WHAT NEEDS TO BE DONE ->
Duplicate the lines from the one containing "Might I trouble you for the coordinates of the distant" through the end of the rows, including both ends, and reproduce nothing else.

----------------

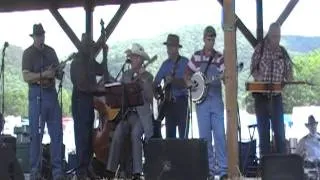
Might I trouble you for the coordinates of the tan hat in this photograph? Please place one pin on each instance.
(138, 50)
(311, 121)
(209, 31)
(173, 40)
(37, 30)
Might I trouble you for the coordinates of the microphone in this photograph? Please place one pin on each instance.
(240, 66)
(5, 45)
(71, 56)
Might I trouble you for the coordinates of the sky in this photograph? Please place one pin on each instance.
(148, 20)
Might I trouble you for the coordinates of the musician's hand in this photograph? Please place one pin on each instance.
(168, 79)
(141, 70)
(100, 88)
(191, 85)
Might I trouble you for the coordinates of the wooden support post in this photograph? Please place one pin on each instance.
(259, 20)
(244, 30)
(286, 12)
(231, 82)
(66, 28)
(89, 6)
(112, 25)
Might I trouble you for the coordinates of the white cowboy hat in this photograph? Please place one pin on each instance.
(139, 50)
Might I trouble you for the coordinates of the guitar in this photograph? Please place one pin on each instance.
(112, 111)
(48, 82)
(266, 87)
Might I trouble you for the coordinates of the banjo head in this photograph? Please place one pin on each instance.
(199, 91)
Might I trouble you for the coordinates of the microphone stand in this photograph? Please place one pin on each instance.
(2, 76)
(39, 99)
(122, 69)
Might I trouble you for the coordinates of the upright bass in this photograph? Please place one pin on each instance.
(101, 133)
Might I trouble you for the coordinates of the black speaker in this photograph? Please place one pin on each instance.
(248, 160)
(282, 167)
(9, 167)
(175, 159)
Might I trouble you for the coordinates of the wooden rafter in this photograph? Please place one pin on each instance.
(66, 28)
(286, 12)
(244, 30)
(112, 25)
(27, 5)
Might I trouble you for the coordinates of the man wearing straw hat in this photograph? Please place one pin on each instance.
(138, 120)
(38, 72)
(171, 71)
(309, 146)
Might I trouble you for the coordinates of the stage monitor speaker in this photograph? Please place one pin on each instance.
(176, 159)
(282, 167)
(9, 167)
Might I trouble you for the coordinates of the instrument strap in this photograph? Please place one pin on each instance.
(175, 66)
(209, 62)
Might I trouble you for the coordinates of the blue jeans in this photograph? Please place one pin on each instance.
(270, 109)
(51, 114)
(177, 116)
(133, 126)
(83, 115)
(210, 114)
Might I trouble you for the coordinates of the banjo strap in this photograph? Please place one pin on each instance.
(175, 66)
(208, 64)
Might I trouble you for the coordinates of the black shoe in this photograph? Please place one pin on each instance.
(224, 177)
(137, 176)
(109, 174)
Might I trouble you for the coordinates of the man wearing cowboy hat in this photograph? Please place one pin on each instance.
(210, 112)
(172, 71)
(309, 146)
(83, 72)
(138, 120)
(37, 71)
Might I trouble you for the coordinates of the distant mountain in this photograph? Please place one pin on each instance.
(191, 39)
(301, 44)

----------------

WRITTEN SOLUTION ->
Might I trouble you for the coordinates of the distant mountain in this photograph? Please place one pin on each instance.
(191, 39)
(301, 44)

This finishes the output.